**SET PROBLEM A**:
Reproduce the part of the polarization text below between "Why do we see" and "roughly equal size.", inclusive.
**SET PROBLEM B**:
Summarize the polarization text below in two sentences.
**SET PROBLEM C**:
Continue the text on political polarization below from the point where it stops.

**TEXT**:
-*-
If we are to move forward, we need to better understand why we tend to think in polarized terms in the first place. We also need to better grasp why in our time polarization can be so extreme and communication so difficult. And if possible, we need an answer to how we might move beyond today’s often intractable-seeming differences.
Why do we see things so differently?
A simple but radical recognition helps get us started. We tend to assume that conflicting beliefs reflect simple differences of opinion. But the evidence suggests something deeper. At the least we confront differences in values. And I would suggest that differences have even deeper origins. What we see reflects differences not just in what we think, but how we think.
We get a hint of more fundamental influences with the simple observation that elections tend to be closer than we would predict if people voted only on the basis of the quality of candidates or the particulars of policy. With high frequency a few percentage points determine outcomes. More than we would expect, the voting public segregates into groups of roughly equal size.
Looking at the level of metaphor brings further insight. In his 1996 book Moral Politics, linguist George Lakoff proposes that conservative voters tend to be attracted to “strict father” images and values while liberals are more drawn to language that suggests a “nurturant parent.” MSNBC commentator Chris Mathews is credited with being the first to use the terms “daddy party” and “mommy party” to describe modern Republicans and Democrats.
This interpretation is obviously simplistic in that it lumps together all manner of differing views. But it gets at something important. Psychology speaks of sensibilities that are more “archetypally masculine” and more “archetypally feminine.” Alternatively we could speak metaphorically of harder and softer tendencies. On the Right we find greater identification with competition, with unfettered individual rights, with hard-and-fast moral codes, with clear national boundaries, with gun rights, and with military might—each leanings of a “harder” sort. On the Left we find greater identification with cooperation, with concern for the less advantaged, with acceptance of differences in moral assumptions, with more open borders, with gun control, and with diplomacy as the preferred first response in the face of conflict—each reflective of “softer” leanings.
-*-
**EXTRACTED DATA**:
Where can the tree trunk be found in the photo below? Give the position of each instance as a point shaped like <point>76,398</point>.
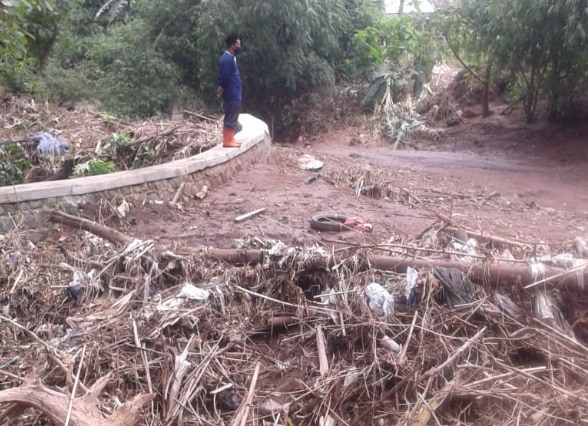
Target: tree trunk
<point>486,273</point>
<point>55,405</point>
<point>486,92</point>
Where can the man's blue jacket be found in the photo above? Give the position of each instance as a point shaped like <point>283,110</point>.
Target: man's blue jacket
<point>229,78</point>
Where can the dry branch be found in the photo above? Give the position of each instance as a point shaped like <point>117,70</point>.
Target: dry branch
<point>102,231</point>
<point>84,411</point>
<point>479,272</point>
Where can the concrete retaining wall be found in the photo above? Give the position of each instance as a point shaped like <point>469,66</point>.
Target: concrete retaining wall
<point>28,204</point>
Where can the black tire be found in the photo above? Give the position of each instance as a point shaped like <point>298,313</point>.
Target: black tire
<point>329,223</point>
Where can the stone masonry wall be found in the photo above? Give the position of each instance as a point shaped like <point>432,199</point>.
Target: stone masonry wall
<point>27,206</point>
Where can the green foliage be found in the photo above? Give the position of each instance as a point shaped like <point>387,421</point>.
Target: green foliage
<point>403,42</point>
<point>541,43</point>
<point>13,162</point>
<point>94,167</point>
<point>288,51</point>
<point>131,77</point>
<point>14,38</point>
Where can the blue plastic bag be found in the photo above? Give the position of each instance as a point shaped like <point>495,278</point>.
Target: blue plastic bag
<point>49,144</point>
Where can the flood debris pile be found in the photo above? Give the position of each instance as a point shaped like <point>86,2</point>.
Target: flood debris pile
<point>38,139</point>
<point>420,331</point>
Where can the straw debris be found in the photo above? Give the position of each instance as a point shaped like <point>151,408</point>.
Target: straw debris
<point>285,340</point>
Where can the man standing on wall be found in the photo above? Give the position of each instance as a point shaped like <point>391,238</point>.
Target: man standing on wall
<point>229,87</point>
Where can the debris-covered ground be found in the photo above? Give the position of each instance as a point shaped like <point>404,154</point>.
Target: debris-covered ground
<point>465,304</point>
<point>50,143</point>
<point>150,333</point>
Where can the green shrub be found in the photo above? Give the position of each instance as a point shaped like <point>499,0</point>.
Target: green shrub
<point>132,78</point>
-*-
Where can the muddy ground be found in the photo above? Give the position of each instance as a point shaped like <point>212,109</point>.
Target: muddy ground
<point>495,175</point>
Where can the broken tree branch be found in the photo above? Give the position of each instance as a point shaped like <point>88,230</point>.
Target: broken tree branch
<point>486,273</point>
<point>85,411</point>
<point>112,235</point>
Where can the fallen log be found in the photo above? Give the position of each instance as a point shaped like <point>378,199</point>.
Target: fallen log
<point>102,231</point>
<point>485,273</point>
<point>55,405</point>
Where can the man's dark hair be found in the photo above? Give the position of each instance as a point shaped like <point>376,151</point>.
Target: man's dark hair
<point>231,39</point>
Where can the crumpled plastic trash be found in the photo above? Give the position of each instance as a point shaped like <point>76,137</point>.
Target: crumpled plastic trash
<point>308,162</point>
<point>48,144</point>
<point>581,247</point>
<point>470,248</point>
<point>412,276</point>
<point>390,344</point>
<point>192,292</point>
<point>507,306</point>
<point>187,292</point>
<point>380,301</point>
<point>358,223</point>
-*-
**FINAL RESULT A**:
Why do we see things so differently?
A simple but radical recognition helps get us started. We tend to assume that conflicting beliefs reflect simple differences of opinion. But the evidence suggests something deeper. At the least we confront differences in values. And I would suggest that differences have even deeper origins. What we see reflects differences not just in what we think, but how we think.
We get a hint of more fundamental influences with the simple observation that elections tend to be closer than we would predict if people voted only on the basis of the quality of candidates or the particulars of policy. With high frequency a few percentage points determine outcomes. More than we would expect, the voting public segregates into groups of roughly equal size.

**FINAL RESULT B**:
The text argues that polarized views reflect deeper differences in values and even in how people think, as suggested by how often elections split the public into roughly equal groups decided by a few percentage points. Drawing on George Lakoff's "strict father" and "nurturant parent" metaphors, it describes the Right as identifying with "harder" leanings such as competition, individual rights, and military might, and the Left with "softer" ones such as cooperation, concern for the less advantaged, and diplomacy.

**FINAL RESULT C**:
This recognition of an underlying polar architecture is significant theoretically in that it suggests that there is something basic in how understanding works that has us divide things in two and do so in a very particular way. More practically it helps us begin to understand political alliances that otherwise make little sense—politics do indeed make strange bedfellows. It also makes the fact that people often support policies that would seem not to be to their self interest (at least their economic interest) less puzzling.
Strange Bedfellows
A closer look at some of the very different groups that commonly identify with being conservative or liberal helps fill out these more practical implications. “Harder” and “softer” inclinations can take a lot of different forms and can be held by people who in more obvious ways could not be more different.
Groups that commonly identify with the political right (along with the particular “harder” inclinations they tend to ascribe to):
- Big business and the wealthy [identification with competition and material values]
- The religious right [identification with absolute moral distinctions (as with opposition to abortion and gay rights)]
- White rural and working class populations [Identification with hard work (and pulling oneself up by one’s bootstraps), the nation state (in a my-country-right-or-wrong sense), and racial and ethnic differences]
- The military [identification with national boundaries and with military action as a response to threat]
- Regan-style Republicans [Identification with local control and a mistrust of government as a vehicle for social good]
- Libertarians [Identification with individual autonomy and freedom from collective influence]
Groups that commonly identify with the political Left (along with the particular “softer” inclinations they tend to ascribe to):
- Social justice advocates [Identification with the disadvantaged—the poor, racial minorities, women, and those of differing sexuality]
- Advocates of liberal/socialist economic policy [Identification with the sharing of resources and bottom-up approaches to decision-making]
- Environmentalists [Identification with the well-being of “mother” nature]
- Philosophical globalists (as contrasted with purely economic globalists) [Identification at least in part as global citizens—and within ones own country, with diversity as a good and with liberal immigration policies]
- Academics and intellectuals [Identification with diplomatic rather than military responses to conflict, moral pluralism, and government as a compassionate parent who protects and cares for all]
- Media and Hollywood types [Identification with creative freedoms and diversity of expression]
Given the dramatically different ways these basic polar identifications can manifest, strange-bedfellow alliances and policies that might seem not in a group’s immediate self-interest should not surprise us.
How Creative Systems Theory helps fill out what we see
CST helps us answer three key questions implied in what I have described. First, why do we find polar identification in the first place? Second, why does polarity predictably express this curious kind of symmetry—setting archetypally masculine versus archetypally feminine, harder-versus-softer. And third, how do we best understand the multiple, often dramatically different kinds of identification within each side of this polar picture.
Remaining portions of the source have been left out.